* **Selected passage**

◆ ◆ ◆ ◆

From Dog

Diabetic ketoacidosis (DKA) is a serious medical complication of canine diabetes mellitus characterized by hyperglycemia, metabolic acidosis (venous pH < 7.35)[1] and ketosis (BOHB concentration >2.0 mmol/L)[2].

Diabetic ketoacidosis is a serious consequence of diabetes, sometimes exacerbated by use of oral biguanide agents such as metformin.

Ketoacidosis is a consequence of diabetes mellitus and commonly triggered by a precipitating event such as a urinary tract infection, pancreatitis, pyelonephritis, cholangiohepatitis, irritable bowel disease, prostatitis, pyometra, upper respiratory tract infection or pneumonia[3].

DKA is the culmination of diabetes mellitus where excessive amounts of ketones (acetoacetic acid, β-hydroxybutyrate and acetone) form in the liver resulting in metabolic acidosis (due to lactic acid formation), severe dehydration, shock and often, death. Diuresis as a result of diabetes also causes loss of sodium and potassium through the kidneys, exacerbating hypovolaemia and dehydration. Stress hormones such as cortisol and epinephrine exacerbate the hyperglycaemia, resulting in a vicious cycle. Eventually, hyperviscosity, thromboembolism and severe metabolic acidosis cause renal failure and death.

◆ ◆ ◆ ◆

* **Your task**
Please retype the part of the passage on canine diabetic ketoacidosis starting at "Ketoacidosis is a consequence" and ending at "failure and death.".

◆ ◆ ◆ ◆

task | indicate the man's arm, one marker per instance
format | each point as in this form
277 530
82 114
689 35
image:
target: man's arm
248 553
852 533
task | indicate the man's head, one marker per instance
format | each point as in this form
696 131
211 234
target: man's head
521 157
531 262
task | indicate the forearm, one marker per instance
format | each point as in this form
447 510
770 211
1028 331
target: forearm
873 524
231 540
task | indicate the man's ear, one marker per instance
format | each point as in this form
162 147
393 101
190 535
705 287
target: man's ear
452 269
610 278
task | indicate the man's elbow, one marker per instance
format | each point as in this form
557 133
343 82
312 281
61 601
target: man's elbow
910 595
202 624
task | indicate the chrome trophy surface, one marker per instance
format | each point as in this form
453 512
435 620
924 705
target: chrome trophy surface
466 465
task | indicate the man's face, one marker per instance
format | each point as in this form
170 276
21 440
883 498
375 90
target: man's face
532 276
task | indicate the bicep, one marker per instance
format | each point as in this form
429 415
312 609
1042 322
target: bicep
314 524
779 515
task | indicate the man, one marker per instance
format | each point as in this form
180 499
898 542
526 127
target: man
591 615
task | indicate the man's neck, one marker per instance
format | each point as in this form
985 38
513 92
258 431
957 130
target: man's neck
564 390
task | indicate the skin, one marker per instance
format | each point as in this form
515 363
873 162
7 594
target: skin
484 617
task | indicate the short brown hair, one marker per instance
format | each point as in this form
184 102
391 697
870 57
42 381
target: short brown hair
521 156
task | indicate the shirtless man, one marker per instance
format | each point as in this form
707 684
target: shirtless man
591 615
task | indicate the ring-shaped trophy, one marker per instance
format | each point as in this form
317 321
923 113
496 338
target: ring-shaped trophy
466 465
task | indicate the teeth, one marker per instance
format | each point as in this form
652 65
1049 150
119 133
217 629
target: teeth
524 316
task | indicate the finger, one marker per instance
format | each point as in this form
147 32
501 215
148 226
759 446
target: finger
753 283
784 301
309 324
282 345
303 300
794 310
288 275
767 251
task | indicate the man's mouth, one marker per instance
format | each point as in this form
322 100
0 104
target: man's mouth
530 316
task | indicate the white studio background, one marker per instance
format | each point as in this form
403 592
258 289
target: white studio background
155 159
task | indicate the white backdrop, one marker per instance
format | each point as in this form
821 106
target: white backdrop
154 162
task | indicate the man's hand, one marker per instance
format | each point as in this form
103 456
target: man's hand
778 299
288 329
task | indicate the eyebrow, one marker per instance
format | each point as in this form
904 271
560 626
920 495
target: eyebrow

◆ ◆ ◆ ◆

* **Reply to the exercise**
Ketoacidosis is a consequence of diabetes mellitus and commonly triggered by a precipitating event such as a urinary tract infection, pancreatitis, pyelonephritis, cholangiohepatitis, irritable bowel disease, prostatitis, pyometra, upper respiratory tract infection or pneumonia[3].

DKA is the culmination of diabetes mellitus where excessive amounts of ketones (acetoacetic acid, β-hydroxybutyrate and acetone) form in the liver resulting in metabolic acidosis (due to lactic acid formation), severe dehydration, shock and often, death. Diuresis as a result of diabetes also causes loss of sodium and potassium through the kidneys, exacerbating hypovolaemia and dehydration. Stress hormones such as cortisol and epinephrine exacerbate the hyperglycaemia, resulting in a vicious cycle. Eventually, hyperviscosity, thromboembolism and severe metabolic acidosis cause renal failure and death.